• Page extract:
Tags: HSBC | Emerging | Market | Growth | Slows | Weaker | Global

HSBC: Emerging Market Growth Slows on Weaker Global Trade

Thursday, 07 Oct 2010 03:21 PM

Emerging markets probably grew in the third quarter at the slowest pace in more than a year as global trade lost steam, HSBC PLC said.

The HSBC Emerging Markets Index, compiled by London-based Markit Economics based on monthly purchasing managers’ indexes for manufacturing and services, dropped to 54.3 from 56 in the previous three months. The last time the index was lower was in the second quarter of 2009.

“The powerful export momentum seen earlier in the year is fading fast,” Stephen King, HSBC’s London-based chief economist, said in an e-mailed report. “Business expectations in services have fallen away quickly so that they are now at their lowest since the depths of the global financial crisis. The pace of economic recovery has faded more quickly in the emerging world than in either the U.S. or the euro zone.”

While Brazil, Russia, India and China, collectively known as the BRICs, have been driving the world out of the worst recession since the Great Depression, the growth momentum has faded after manufacturers replaced inventories and demand fell short of their expectations, HSBC said. The threat of a new recession in the U.S., the world’s largest economy, and slowing growth in Europe, where governments are cutting spending to fend off a debt crisis, are weighing on the recovery worldwide.

• Exercise task 1:
Duplicate the passage of the emerging-market growth article above, starting with "Thursday, 07 Oct" and going on through "HSBC PLC said.".

• Raw records:
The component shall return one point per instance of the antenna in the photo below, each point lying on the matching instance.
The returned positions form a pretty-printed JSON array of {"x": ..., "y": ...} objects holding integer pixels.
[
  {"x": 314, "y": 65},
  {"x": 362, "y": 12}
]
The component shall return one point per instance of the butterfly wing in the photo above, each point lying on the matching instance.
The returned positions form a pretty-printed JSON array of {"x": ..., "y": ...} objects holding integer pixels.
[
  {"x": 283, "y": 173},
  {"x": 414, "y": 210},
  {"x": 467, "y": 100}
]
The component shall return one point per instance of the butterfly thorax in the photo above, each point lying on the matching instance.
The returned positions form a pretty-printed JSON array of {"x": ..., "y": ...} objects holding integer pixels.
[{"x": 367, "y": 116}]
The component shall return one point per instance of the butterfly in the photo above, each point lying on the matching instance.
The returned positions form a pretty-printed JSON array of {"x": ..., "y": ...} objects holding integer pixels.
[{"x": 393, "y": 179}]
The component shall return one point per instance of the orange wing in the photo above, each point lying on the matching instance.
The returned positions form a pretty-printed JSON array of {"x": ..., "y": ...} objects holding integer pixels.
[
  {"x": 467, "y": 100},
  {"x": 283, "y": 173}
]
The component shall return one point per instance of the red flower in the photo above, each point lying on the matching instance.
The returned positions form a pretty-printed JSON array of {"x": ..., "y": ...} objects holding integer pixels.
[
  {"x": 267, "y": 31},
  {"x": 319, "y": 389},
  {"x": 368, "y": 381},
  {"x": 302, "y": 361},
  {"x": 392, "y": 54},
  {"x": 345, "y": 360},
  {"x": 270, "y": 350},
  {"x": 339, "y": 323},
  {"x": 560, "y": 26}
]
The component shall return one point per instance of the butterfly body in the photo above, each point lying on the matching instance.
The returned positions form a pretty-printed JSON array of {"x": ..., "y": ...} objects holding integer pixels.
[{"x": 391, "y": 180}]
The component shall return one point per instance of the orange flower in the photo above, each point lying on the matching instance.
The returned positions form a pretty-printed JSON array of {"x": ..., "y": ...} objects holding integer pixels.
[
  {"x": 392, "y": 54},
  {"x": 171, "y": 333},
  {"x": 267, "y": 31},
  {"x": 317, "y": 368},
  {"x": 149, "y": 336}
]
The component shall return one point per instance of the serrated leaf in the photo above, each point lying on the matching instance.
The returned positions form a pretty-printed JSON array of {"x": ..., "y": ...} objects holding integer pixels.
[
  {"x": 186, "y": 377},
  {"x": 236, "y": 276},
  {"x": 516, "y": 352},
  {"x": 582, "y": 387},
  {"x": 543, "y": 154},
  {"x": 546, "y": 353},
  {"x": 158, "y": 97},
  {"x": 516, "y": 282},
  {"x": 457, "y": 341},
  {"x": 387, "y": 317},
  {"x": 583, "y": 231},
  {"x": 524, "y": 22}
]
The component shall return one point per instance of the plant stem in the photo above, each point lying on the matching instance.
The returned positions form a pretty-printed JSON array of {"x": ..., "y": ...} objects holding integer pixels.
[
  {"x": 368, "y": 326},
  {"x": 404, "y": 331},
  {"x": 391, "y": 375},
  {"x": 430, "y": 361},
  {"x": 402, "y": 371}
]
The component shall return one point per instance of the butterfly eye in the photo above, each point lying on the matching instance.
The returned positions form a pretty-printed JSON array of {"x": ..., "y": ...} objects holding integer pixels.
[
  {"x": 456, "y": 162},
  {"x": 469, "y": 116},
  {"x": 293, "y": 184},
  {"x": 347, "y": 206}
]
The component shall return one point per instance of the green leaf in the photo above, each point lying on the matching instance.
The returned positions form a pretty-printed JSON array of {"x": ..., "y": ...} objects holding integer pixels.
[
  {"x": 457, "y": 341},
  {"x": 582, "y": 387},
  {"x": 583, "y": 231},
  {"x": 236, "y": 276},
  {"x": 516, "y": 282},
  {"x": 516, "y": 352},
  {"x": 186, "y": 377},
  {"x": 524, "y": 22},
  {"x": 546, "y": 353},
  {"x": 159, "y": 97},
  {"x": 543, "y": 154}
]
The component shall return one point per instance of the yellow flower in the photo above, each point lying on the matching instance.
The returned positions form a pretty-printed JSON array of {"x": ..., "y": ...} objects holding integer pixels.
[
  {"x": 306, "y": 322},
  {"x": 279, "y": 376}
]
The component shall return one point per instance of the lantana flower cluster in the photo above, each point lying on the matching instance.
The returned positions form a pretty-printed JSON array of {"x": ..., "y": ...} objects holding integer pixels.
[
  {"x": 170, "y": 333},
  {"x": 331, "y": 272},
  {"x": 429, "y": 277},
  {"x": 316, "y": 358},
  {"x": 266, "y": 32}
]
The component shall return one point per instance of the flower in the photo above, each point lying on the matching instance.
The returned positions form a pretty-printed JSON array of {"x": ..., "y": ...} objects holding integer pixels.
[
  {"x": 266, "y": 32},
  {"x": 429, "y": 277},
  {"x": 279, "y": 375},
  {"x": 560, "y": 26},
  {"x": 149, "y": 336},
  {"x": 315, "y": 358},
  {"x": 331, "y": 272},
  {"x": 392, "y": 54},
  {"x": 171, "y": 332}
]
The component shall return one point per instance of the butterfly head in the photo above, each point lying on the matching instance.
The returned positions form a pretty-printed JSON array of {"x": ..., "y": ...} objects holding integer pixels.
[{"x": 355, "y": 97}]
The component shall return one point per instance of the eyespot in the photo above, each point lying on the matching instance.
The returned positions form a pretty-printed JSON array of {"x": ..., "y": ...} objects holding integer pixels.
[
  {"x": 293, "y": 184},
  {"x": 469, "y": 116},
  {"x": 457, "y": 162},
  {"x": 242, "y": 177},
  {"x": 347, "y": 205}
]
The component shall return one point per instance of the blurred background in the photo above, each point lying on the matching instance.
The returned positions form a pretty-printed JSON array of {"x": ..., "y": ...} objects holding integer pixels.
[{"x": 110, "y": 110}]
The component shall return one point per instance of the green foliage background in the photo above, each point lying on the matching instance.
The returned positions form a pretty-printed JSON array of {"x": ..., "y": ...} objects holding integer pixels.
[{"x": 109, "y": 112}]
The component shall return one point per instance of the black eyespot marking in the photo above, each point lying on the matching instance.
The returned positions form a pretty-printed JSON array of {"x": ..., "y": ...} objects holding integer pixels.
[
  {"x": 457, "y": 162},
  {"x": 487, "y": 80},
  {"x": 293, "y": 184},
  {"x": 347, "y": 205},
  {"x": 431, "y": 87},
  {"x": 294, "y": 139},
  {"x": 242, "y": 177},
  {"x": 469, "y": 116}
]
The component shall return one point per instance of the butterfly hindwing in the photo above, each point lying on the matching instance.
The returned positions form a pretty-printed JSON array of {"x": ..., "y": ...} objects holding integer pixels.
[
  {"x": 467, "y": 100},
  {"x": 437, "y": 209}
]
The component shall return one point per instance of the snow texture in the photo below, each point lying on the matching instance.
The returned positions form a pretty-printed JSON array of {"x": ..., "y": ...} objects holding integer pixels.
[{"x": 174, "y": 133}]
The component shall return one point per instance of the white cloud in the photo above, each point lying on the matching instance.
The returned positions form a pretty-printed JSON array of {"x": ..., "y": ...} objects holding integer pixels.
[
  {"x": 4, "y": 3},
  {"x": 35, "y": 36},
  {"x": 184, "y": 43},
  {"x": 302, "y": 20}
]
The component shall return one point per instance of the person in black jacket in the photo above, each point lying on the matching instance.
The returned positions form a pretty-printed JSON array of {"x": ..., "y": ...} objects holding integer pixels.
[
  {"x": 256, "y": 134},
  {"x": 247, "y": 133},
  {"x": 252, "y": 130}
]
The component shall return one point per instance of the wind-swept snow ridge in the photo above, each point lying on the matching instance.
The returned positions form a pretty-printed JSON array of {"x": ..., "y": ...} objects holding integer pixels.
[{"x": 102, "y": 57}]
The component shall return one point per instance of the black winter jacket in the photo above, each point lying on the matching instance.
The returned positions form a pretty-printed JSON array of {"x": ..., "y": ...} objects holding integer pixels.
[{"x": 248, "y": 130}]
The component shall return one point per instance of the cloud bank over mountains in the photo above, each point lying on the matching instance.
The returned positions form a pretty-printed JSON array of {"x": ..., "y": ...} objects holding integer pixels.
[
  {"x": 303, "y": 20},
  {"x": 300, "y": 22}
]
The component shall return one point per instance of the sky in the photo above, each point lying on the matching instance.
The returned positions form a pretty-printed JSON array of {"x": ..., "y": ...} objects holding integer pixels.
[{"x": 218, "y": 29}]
...
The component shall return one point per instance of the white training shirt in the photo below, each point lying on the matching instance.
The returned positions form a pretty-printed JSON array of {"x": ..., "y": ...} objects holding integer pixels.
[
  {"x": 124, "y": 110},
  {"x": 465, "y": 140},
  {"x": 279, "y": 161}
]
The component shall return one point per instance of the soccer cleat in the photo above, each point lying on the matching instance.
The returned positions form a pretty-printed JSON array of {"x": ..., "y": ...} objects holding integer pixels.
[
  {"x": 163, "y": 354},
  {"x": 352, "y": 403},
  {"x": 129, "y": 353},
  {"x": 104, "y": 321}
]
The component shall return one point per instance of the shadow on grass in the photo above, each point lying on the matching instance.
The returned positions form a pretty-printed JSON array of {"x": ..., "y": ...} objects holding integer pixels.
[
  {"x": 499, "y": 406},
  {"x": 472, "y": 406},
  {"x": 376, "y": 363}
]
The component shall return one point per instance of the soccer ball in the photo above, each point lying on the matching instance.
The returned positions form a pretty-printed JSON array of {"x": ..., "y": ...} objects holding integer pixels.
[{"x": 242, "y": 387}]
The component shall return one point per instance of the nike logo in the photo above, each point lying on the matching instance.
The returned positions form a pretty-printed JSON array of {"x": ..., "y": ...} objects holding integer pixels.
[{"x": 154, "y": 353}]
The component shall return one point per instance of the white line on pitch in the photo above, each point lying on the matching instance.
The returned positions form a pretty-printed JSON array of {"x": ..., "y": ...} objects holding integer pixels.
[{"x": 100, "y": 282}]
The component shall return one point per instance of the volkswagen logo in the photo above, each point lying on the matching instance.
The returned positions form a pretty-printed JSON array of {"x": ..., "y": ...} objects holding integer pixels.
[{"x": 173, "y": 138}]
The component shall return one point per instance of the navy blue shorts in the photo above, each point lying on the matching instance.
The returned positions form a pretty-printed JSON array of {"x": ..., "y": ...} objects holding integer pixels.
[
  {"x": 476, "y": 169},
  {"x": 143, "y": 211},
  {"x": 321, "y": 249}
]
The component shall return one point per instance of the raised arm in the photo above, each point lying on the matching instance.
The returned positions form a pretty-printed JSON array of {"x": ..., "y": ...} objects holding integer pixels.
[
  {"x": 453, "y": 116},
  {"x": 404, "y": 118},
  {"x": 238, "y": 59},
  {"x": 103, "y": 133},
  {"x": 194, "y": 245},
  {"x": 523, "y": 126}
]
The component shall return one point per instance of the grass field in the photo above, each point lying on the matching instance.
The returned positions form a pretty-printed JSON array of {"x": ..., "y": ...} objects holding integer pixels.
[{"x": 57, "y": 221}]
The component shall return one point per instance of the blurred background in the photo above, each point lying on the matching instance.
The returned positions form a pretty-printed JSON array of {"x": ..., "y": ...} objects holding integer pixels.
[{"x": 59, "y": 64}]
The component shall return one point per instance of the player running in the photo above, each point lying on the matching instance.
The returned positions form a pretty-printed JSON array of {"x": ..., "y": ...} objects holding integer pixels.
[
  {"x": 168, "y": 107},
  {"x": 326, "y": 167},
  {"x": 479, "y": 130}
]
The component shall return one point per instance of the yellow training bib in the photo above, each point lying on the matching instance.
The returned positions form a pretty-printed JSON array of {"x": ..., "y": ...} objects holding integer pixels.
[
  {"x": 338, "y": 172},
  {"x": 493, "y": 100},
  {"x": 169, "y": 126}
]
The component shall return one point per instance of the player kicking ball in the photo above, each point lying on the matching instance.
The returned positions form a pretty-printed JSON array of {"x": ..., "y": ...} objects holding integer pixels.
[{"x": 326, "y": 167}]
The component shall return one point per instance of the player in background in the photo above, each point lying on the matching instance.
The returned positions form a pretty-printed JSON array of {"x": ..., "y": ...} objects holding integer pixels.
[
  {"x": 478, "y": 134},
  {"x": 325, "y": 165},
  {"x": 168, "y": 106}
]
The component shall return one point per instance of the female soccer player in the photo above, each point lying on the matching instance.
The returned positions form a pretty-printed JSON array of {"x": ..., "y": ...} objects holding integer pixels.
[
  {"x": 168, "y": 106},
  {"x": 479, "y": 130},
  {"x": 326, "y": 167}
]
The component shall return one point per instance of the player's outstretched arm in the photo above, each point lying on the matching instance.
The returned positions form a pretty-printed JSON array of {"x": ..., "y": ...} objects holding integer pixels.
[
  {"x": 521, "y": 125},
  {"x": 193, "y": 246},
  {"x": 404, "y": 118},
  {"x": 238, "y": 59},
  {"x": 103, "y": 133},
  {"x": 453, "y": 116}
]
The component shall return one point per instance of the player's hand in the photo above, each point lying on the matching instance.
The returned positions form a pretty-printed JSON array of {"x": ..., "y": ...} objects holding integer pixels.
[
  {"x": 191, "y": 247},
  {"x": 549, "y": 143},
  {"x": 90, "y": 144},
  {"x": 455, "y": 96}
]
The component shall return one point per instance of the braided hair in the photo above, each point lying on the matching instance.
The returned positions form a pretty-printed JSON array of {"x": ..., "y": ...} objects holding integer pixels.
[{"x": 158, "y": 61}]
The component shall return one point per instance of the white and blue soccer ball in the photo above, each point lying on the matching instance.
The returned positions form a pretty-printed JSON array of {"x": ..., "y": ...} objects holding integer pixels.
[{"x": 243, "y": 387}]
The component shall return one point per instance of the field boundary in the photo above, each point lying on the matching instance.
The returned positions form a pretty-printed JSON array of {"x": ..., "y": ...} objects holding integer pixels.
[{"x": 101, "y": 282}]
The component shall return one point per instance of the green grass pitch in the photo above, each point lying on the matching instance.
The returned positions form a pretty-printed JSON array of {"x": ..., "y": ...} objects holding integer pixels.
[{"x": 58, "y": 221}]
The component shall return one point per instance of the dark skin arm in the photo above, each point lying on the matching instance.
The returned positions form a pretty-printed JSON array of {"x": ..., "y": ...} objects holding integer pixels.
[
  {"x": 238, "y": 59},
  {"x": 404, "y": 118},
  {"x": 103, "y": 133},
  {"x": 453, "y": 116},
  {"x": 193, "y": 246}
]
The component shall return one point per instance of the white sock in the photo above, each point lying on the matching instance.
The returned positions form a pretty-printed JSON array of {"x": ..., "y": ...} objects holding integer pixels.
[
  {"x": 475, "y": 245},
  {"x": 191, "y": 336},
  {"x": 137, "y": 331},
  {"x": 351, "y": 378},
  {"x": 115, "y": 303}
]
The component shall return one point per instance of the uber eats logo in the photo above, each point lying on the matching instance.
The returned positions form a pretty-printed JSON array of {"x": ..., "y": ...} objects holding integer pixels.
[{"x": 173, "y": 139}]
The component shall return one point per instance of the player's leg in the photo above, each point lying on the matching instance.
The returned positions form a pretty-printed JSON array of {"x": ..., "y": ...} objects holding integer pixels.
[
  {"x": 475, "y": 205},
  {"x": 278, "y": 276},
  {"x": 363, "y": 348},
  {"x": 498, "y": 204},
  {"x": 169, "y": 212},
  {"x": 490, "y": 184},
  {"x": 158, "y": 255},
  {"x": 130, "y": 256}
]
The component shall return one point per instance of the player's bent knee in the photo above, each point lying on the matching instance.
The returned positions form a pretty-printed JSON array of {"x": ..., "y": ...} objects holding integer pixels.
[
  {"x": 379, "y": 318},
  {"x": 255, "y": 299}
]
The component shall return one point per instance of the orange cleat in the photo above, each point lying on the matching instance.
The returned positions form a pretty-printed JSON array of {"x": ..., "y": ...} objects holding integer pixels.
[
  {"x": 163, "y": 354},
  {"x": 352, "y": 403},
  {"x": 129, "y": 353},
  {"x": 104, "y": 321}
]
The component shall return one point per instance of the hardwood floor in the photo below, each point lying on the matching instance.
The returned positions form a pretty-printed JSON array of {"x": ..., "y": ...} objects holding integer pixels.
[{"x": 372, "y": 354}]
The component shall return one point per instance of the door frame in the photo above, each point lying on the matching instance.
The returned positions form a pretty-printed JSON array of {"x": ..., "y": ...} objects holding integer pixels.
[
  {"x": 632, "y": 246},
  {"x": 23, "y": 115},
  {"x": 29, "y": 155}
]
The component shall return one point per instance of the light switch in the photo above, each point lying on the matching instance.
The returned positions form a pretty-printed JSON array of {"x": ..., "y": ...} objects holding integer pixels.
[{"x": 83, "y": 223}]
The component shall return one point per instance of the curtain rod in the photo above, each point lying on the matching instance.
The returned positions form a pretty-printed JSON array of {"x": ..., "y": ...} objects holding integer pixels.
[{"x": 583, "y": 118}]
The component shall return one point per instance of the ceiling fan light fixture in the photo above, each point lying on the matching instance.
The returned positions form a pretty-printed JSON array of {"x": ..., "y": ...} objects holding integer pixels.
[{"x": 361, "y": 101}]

• Exercise task 2:
Pick out every line of the records that contains the word "cloud", and copy each one.

• Correct output 1:
Thursday, 07 Oct 2010 03:21 PM

Emerging markets probably grew in the third quarter at the slowest pace in more than a year as global trade lost steam, HSBC PLC said.

• Correct output 2:
The component shall return one point per instance of the white cloud in the photo above, each point lying on the matching instance.
The component shall return one point per instance of the cloud bank over mountains in the photo above, each point lying on the matching instance.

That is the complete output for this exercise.